TASK TO CARRY OUT ::
Output each record exactly, with nothing omitted.

╭─ DATA SECTION

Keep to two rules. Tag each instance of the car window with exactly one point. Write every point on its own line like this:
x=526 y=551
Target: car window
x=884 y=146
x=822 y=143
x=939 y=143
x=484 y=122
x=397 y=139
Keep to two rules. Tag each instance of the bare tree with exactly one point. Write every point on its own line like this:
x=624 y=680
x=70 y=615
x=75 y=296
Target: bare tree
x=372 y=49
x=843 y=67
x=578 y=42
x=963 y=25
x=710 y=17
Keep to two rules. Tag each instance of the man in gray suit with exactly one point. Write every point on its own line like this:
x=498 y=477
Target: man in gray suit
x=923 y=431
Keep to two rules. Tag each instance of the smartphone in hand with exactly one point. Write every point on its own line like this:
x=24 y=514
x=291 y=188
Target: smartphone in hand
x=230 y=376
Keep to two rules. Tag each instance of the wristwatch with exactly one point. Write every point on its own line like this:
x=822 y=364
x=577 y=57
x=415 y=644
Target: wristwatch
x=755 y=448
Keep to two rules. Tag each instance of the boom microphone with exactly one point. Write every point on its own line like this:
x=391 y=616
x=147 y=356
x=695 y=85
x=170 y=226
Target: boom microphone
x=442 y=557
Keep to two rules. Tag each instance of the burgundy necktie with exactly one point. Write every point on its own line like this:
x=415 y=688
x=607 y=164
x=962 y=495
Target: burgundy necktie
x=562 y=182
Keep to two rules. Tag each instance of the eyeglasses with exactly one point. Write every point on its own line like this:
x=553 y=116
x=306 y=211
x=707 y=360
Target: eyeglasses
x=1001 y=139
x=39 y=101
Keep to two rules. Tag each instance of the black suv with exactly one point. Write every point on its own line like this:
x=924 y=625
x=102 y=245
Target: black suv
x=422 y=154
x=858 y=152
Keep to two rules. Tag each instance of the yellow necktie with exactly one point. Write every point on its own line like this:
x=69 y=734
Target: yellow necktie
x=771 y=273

╰─

REPLY TO THE TASK ::
Keep to two rules. Tag each instance of the car window with exactly one point. Write every point on its own line like this:
x=526 y=551
Target: car window
x=884 y=146
x=822 y=143
x=939 y=143
x=484 y=122
x=397 y=139
Keep to two rules. Tag each instance of the bare tree with exactly one point. Write every point on its own line like this:
x=624 y=680
x=70 y=615
x=75 y=296
Target: bare tree
x=372 y=49
x=843 y=67
x=578 y=42
x=963 y=25
x=710 y=17
Keep to two rules. Tag each instance of the man in gray suit with exactly one point. Write every point on its own line like this:
x=498 y=477
Target: man in gray suit
x=923 y=431
Keep to two rules. Tag each instance of the smartphone in hand with exactly one point. Write every point on its own line like this:
x=24 y=514
x=291 y=188
Target: smartphone in hand
x=230 y=376
Keep to two rules. Tag each instance of the wristwatch with exactly one point. Write every point on its own line like this:
x=822 y=364
x=577 y=57
x=415 y=644
Target: wristwatch
x=755 y=448
Keep to two rules. Tag each instance of the boom microphone with exactly one point. Write every point on its own line like this:
x=391 y=616
x=147 y=356
x=695 y=85
x=170 y=226
Target: boom microphone
x=442 y=557
Keep to two rules. Tag each instance of the burgundy necktie with exactly one point. Write every point on its own line like this:
x=415 y=688
x=607 y=164
x=962 y=495
Target: burgundy necktie
x=562 y=182
Keep to two rules. Tag each instance of the eyeglasses with exactly one point. Write every point on its own line like this:
x=553 y=116
x=306 y=211
x=707 y=360
Target: eyeglasses
x=1001 y=139
x=39 y=101
Keep to two rules. Tag each instance of the black suv with exactly one point. Write every point on its own line like this:
x=924 y=625
x=102 y=245
Target: black suv
x=422 y=154
x=858 y=152
Keep to two rules. Tag each instance of the yellow necktie with exactly one point. Write every point on its own line like this:
x=69 y=734
Target: yellow necktie
x=771 y=273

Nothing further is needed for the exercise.